* _Task details_
Repeat every line of the entries below word for word, leaving out the pictures.

* _Material for this task_
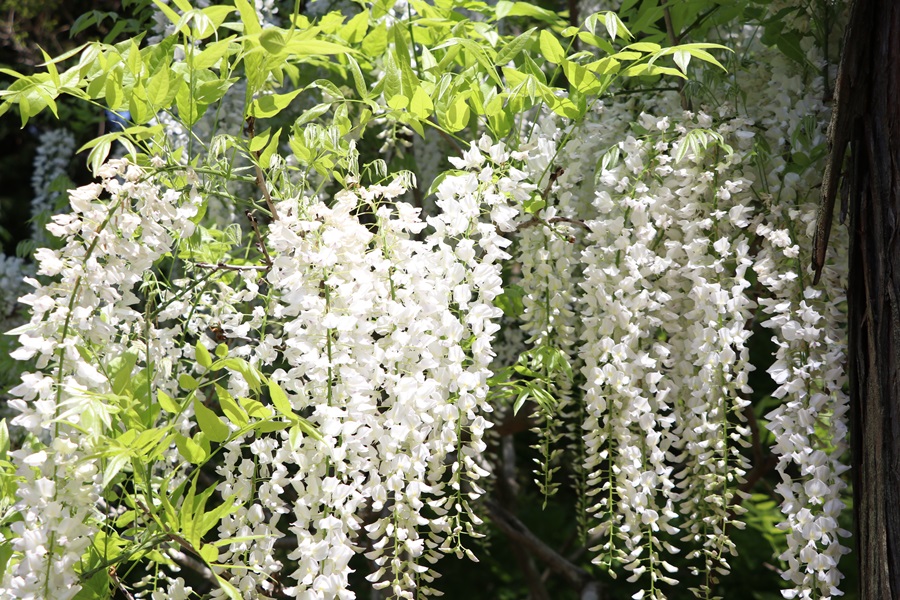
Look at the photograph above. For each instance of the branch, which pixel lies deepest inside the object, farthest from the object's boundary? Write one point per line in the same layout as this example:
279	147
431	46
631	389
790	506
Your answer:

* _Written solution_
Look at the photograph above. For each instance of the branch, which pixel lies deepest inside the object, farthest from the object's boundary? Write one point per line in the same layout as this example:
279	147
431	46
631	389
790	506
Your answer:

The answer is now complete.